◆ **Work instructions**:
Rewrite the lines below, starting at the line containing "Q: For every instance of the bottle-shaped" and continuing through the last line, including the requests, and leave out the pictures. Multiply each point coordinate in the answers by 2.45 and round to the nearest whole number, with halves rounded up.

....................

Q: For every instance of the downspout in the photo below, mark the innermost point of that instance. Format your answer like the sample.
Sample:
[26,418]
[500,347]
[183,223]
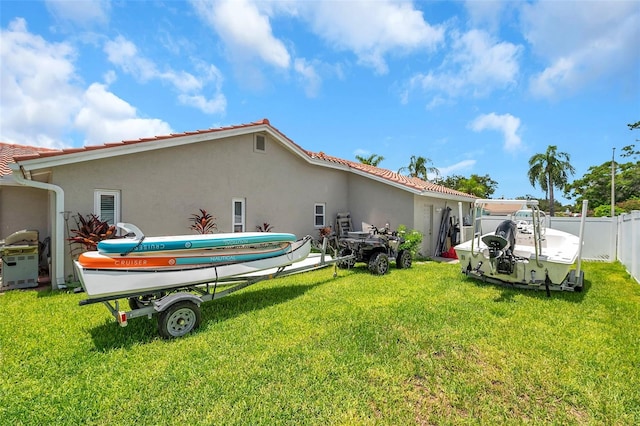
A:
[58,280]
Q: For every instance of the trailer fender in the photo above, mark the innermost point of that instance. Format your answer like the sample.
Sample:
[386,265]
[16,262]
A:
[162,304]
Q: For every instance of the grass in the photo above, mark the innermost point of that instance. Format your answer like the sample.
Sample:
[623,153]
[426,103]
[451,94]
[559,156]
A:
[418,346]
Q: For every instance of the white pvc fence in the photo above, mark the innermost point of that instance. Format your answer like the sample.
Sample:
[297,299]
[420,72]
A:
[605,239]
[629,242]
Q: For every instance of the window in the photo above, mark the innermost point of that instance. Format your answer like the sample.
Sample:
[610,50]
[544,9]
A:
[237,218]
[318,215]
[259,143]
[106,205]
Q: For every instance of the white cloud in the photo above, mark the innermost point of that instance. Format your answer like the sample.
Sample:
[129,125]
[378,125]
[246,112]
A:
[582,45]
[104,117]
[39,87]
[309,77]
[507,124]
[245,31]
[83,12]
[477,65]
[124,54]
[372,30]
[462,166]
[42,101]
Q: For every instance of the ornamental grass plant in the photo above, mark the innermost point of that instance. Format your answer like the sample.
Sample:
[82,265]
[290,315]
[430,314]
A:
[424,345]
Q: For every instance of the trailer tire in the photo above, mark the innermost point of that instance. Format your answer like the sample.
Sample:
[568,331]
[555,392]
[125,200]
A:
[379,263]
[403,261]
[179,319]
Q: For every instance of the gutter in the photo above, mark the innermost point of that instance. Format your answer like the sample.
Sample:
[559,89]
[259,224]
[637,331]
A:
[58,280]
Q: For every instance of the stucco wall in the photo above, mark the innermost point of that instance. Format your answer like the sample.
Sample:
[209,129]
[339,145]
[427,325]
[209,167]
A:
[21,208]
[161,189]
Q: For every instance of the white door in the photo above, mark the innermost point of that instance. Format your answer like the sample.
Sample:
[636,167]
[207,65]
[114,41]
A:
[427,223]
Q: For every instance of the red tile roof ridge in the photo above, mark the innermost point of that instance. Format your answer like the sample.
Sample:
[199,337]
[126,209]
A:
[411,182]
[389,175]
[9,151]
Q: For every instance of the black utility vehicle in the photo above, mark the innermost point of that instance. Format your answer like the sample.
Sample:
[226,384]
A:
[374,248]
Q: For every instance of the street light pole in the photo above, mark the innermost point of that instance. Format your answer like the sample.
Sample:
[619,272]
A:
[613,183]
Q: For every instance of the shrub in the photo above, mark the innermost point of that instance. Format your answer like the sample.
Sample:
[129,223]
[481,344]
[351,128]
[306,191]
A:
[203,223]
[265,227]
[90,231]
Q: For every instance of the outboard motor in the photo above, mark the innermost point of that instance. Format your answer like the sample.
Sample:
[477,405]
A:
[501,246]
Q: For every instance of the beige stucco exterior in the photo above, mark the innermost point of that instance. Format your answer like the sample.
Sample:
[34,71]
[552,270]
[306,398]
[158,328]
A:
[162,183]
[23,208]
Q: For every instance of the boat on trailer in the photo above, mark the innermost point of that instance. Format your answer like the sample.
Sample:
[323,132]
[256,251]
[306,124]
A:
[178,305]
[522,251]
[118,273]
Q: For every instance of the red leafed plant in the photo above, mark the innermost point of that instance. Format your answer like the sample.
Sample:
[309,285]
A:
[203,223]
[90,231]
[265,227]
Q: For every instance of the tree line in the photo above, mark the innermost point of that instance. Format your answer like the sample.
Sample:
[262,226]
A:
[549,170]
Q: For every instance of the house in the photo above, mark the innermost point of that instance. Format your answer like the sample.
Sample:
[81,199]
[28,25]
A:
[243,175]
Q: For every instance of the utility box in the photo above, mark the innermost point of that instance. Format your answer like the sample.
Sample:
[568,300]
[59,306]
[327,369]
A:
[20,260]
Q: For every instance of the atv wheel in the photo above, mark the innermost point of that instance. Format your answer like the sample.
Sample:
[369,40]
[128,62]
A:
[379,263]
[403,260]
[348,263]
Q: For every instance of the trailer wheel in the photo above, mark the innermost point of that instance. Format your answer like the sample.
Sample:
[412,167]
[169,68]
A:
[403,260]
[179,319]
[346,264]
[379,263]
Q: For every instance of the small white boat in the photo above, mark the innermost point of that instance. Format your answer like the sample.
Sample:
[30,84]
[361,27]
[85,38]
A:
[111,282]
[522,251]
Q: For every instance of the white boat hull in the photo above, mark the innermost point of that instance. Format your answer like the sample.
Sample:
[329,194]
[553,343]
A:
[550,266]
[109,283]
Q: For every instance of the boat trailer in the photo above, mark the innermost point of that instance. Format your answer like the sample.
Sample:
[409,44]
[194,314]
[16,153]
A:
[178,308]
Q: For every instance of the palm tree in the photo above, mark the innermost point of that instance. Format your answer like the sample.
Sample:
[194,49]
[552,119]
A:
[418,168]
[550,171]
[372,160]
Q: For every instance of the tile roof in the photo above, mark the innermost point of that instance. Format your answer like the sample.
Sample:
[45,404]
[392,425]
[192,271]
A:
[9,151]
[416,184]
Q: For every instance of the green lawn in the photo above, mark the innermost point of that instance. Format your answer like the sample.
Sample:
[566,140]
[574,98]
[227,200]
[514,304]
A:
[418,346]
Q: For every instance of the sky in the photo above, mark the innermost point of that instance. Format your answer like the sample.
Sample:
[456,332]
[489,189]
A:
[476,87]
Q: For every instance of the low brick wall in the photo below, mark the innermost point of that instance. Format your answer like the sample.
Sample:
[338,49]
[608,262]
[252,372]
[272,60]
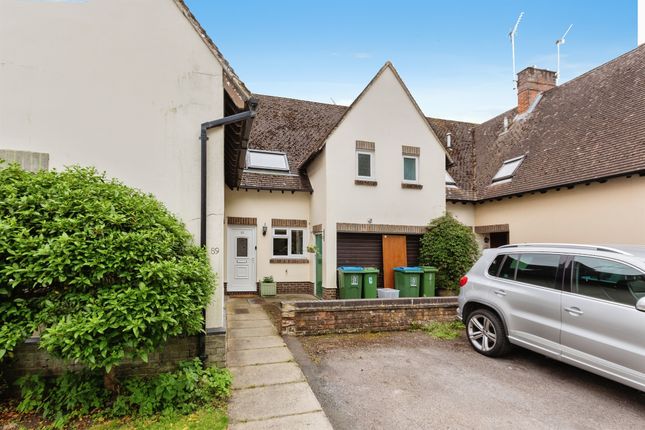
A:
[28,358]
[295,287]
[352,316]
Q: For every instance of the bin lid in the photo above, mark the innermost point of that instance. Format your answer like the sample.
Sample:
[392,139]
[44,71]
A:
[351,268]
[408,269]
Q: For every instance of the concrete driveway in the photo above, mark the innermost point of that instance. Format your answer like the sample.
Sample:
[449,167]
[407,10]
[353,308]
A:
[410,380]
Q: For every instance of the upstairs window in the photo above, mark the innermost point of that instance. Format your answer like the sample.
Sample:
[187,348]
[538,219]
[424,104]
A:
[449,181]
[266,160]
[364,165]
[508,169]
[410,169]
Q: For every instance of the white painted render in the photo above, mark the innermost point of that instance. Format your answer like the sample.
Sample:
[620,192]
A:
[265,206]
[607,213]
[123,86]
[386,115]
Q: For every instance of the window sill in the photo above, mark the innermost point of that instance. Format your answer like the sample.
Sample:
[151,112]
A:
[365,182]
[410,186]
[288,260]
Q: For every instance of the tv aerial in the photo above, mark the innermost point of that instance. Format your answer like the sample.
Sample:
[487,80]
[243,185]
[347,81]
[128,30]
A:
[559,42]
[512,36]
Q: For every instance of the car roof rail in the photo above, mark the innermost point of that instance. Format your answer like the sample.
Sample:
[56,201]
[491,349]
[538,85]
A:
[568,245]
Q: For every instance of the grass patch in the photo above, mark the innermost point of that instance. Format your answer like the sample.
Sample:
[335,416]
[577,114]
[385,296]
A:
[210,417]
[444,330]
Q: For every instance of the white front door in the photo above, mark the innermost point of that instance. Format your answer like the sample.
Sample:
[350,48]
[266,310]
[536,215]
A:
[241,259]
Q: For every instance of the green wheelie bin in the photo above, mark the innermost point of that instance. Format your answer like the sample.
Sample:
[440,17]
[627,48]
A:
[370,281]
[350,282]
[408,281]
[428,281]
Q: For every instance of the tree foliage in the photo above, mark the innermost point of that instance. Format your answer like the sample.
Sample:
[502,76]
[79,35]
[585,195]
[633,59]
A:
[451,247]
[104,271]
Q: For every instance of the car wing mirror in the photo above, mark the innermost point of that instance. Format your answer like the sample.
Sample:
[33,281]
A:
[640,304]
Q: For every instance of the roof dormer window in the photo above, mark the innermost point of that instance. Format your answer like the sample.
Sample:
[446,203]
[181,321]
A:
[508,169]
[450,182]
[267,160]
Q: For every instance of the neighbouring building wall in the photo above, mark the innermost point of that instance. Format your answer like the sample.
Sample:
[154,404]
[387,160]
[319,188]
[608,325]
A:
[612,212]
[120,85]
[265,206]
[386,116]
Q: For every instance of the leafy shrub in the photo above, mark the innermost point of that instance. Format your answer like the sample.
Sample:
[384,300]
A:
[105,271]
[451,247]
[74,395]
[182,391]
[63,397]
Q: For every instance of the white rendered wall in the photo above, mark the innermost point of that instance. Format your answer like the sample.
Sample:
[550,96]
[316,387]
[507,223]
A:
[123,86]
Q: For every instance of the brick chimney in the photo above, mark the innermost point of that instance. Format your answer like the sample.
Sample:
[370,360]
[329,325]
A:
[530,83]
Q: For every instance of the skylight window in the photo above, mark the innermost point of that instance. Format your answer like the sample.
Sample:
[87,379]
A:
[508,169]
[449,181]
[266,160]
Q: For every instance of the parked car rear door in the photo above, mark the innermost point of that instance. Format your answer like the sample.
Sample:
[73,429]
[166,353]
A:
[601,328]
[530,295]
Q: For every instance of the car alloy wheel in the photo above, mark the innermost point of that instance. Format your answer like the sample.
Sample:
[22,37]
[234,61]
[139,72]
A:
[482,333]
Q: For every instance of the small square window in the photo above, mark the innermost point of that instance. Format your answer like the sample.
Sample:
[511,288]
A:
[288,242]
[410,169]
[281,246]
[364,168]
[297,242]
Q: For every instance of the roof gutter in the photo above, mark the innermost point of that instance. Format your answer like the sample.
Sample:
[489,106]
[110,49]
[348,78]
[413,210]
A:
[247,116]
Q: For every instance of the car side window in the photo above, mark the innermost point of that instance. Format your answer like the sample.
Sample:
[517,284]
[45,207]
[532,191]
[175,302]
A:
[607,280]
[508,268]
[493,269]
[538,269]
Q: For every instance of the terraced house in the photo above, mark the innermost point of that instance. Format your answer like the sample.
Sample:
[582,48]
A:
[324,185]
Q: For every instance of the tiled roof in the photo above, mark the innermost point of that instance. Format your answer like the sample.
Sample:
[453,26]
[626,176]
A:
[590,128]
[295,127]
[463,167]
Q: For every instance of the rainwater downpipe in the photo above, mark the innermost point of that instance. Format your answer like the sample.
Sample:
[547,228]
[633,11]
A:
[231,119]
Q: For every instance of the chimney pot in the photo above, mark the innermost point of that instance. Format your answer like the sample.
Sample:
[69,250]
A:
[532,82]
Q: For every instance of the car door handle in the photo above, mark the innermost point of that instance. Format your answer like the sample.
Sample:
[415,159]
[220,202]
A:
[575,311]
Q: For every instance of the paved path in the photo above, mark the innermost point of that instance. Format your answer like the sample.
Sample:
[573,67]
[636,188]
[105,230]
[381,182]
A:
[269,389]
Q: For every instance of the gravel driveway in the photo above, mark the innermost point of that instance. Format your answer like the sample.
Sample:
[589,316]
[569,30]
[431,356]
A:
[410,380]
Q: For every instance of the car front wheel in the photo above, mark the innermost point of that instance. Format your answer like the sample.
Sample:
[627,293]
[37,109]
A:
[486,333]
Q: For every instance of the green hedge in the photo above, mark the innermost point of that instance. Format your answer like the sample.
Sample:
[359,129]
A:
[451,247]
[103,270]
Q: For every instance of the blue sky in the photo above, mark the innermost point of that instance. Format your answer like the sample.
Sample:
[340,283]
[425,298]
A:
[455,56]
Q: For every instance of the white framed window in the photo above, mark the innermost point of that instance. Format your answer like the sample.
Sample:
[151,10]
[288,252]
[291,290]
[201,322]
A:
[508,169]
[364,165]
[266,160]
[450,182]
[288,242]
[410,169]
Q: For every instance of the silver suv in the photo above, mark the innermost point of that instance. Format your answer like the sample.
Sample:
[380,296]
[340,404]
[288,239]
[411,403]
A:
[581,304]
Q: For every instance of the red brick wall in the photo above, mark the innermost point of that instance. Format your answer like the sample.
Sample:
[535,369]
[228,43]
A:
[304,287]
[351,316]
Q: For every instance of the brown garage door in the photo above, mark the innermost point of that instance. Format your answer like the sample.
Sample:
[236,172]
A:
[365,249]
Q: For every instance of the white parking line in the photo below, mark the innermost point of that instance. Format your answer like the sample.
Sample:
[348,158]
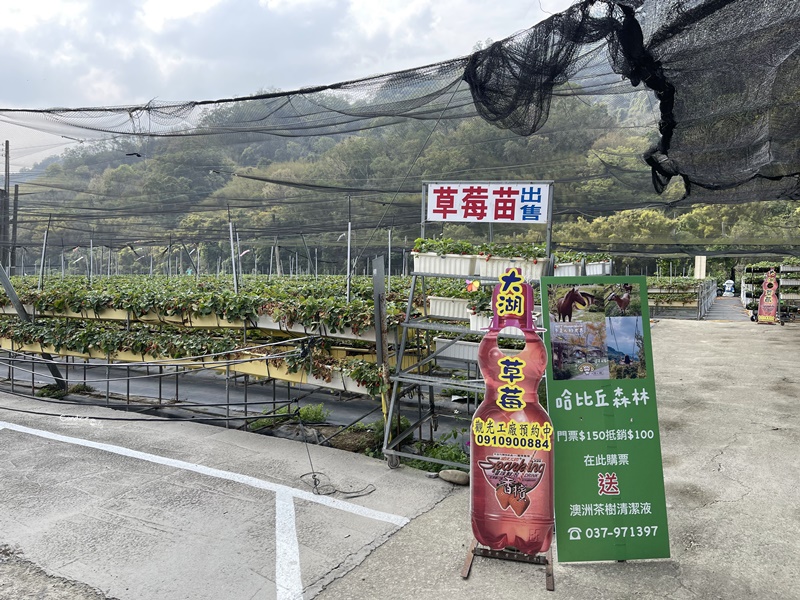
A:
[287,553]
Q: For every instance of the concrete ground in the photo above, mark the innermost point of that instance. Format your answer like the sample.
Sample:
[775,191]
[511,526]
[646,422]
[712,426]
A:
[159,509]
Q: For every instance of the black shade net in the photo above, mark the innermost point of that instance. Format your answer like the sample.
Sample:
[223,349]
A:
[708,90]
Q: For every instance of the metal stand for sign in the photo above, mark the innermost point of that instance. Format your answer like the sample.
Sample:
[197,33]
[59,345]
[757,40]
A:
[545,559]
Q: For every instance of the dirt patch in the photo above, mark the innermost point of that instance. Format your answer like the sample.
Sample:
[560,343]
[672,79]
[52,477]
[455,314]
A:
[20,578]
[349,440]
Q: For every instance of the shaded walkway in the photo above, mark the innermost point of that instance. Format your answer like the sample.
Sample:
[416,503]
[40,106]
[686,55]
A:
[727,309]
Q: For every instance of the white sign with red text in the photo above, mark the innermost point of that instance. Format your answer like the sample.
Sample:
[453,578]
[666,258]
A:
[489,202]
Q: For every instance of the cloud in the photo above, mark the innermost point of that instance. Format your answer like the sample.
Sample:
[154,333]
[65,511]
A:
[95,52]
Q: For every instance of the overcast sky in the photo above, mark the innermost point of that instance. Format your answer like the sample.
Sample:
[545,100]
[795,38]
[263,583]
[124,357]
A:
[78,53]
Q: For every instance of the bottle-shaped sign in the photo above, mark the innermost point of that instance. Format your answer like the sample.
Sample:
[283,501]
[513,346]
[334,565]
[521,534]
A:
[511,456]
[768,302]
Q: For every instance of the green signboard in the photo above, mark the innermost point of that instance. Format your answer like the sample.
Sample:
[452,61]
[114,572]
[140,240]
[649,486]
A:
[601,396]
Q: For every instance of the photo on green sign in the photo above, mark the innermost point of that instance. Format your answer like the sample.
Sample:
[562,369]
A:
[596,331]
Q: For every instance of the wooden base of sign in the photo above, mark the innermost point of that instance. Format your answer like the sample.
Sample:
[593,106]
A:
[510,554]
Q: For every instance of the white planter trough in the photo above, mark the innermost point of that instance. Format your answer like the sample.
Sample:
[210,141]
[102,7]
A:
[449,264]
[448,308]
[458,350]
[599,268]
[496,266]
[479,322]
[567,269]
[461,350]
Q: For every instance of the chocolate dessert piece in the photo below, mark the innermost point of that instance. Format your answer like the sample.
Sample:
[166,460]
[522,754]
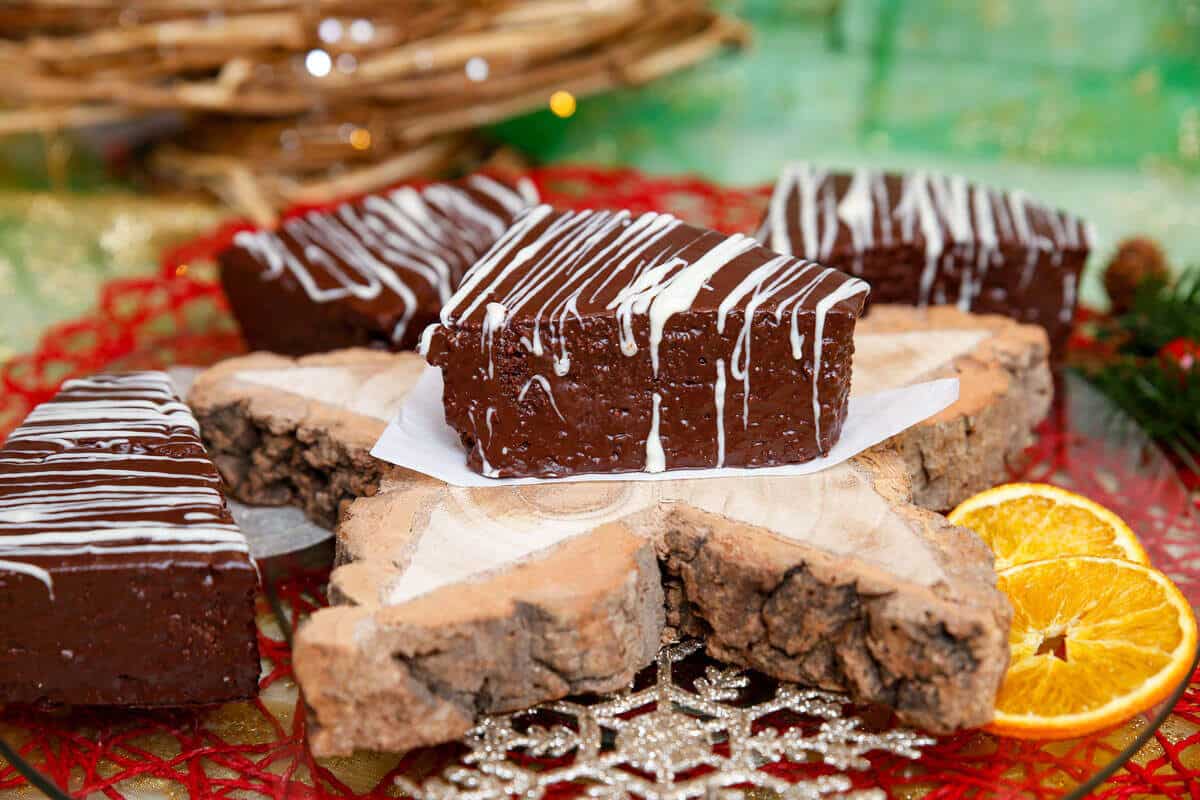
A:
[605,342]
[923,239]
[124,579]
[369,272]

....................

◆ **Solution below**:
Q: For every instance of the bottle-shaped sign in the photo above, mark the innermost point of that instance. Format your answer like the sample.
Sample:
[283,501]
[513,346]
[334,565]
[521,534]
A:
[1252,1117]
[1882,740]
Q: For every instance of the green signboard in the photo above, mark the innermost point of that instance. Format your answer like the sample.
Sample:
[452,61]
[114,572]
[140,240]
[649,486]
A:
[1472,970]
Q: For every instance of the photo on green sign in the photo above, mark the innermost point of that instance. Format your answer like the sample.
Sample:
[562,369]
A:
[1460,811]
Q: For every instance of the wooden base of sign in the photo above, mark the innermost point of that instance. Format your answer like the sample.
Sample:
[593,106]
A:
[1250,1357]
Q: For every instance of the white planter trough in the photo above, mark the innermost point of that instance. Format your answer like the sample.
Sample:
[210,141]
[102,7]
A:
[1100,647]
[1098,755]
[1122,858]
[1468,657]
[1215,652]
[1174,789]
[1389,659]
[1129,858]
Q: For every instance of the chocolate dessert piece in the photo below, mark the innermost point of that instance. Format your answer like the sample.
Sample:
[166,460]
[522,754]
A:
[1482,838]
[2261,586]
[304,1419]
[904,666]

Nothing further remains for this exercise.